# Exercise material
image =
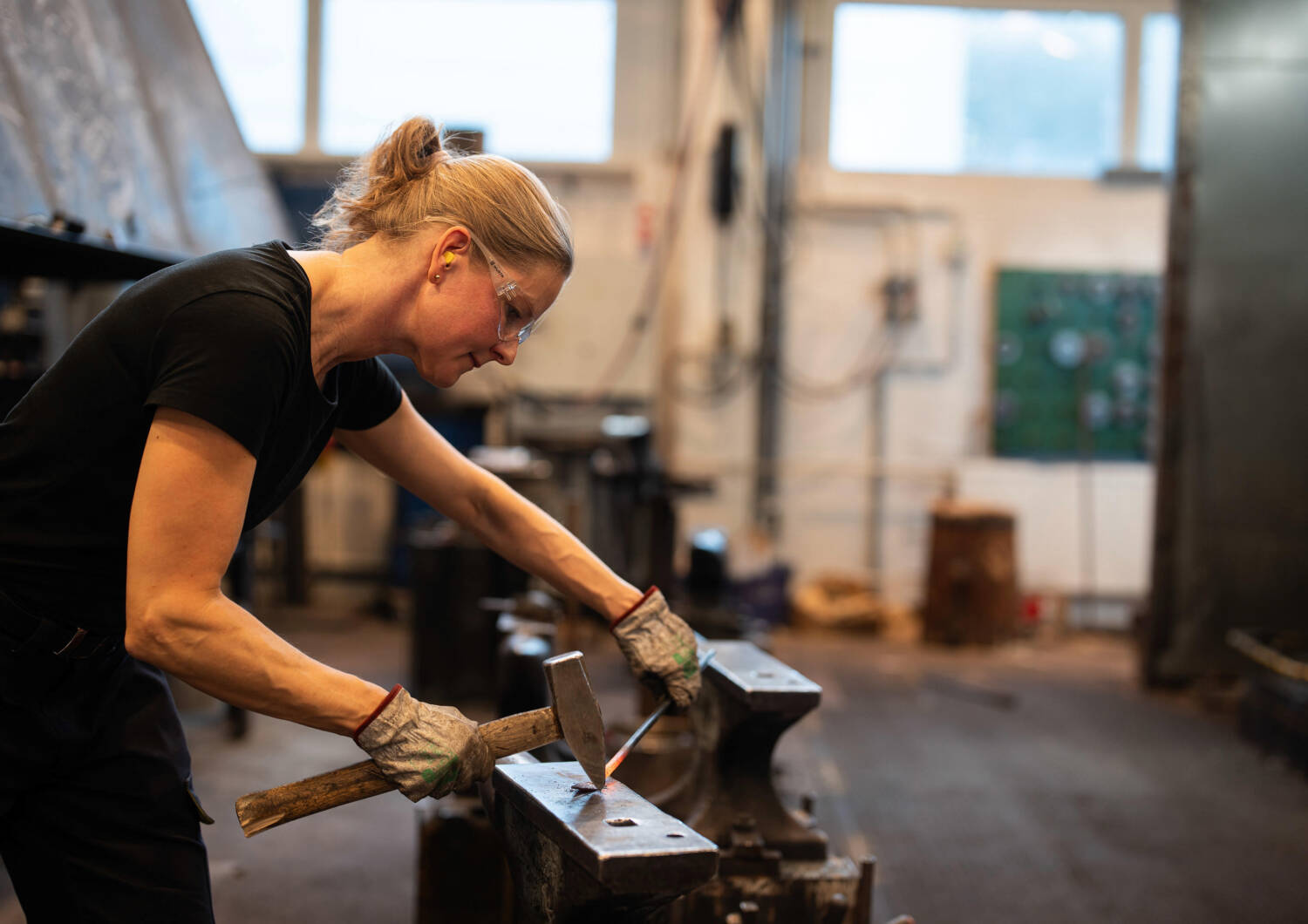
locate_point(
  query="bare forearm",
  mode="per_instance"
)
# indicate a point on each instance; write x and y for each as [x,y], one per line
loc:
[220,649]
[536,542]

* * *

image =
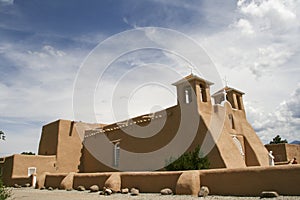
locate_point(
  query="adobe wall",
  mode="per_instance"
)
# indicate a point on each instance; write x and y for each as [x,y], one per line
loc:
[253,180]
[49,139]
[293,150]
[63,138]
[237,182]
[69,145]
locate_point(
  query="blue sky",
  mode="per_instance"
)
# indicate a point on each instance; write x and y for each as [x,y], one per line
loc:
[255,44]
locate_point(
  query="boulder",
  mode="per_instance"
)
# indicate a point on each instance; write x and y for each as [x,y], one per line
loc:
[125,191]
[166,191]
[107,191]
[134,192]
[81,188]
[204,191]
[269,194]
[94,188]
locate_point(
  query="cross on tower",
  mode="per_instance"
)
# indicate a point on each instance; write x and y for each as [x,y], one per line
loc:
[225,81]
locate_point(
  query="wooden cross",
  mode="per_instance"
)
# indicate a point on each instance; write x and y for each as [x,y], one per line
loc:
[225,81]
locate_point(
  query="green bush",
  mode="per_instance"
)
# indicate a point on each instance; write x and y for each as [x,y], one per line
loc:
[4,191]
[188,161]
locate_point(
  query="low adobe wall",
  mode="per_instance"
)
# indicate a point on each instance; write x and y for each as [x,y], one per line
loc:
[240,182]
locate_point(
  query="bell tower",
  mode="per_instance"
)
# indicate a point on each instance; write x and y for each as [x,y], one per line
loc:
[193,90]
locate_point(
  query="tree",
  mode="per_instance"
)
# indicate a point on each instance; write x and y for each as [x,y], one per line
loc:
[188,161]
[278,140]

--

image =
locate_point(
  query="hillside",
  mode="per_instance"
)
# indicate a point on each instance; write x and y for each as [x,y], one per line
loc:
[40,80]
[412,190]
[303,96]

# Problem statement
Which lines in the entries above contain the string "cross"? Gather each such line, treating uppercase and lowercase letters as different.

# Answer in full
  query="cross on tower",
  query="wooden cross",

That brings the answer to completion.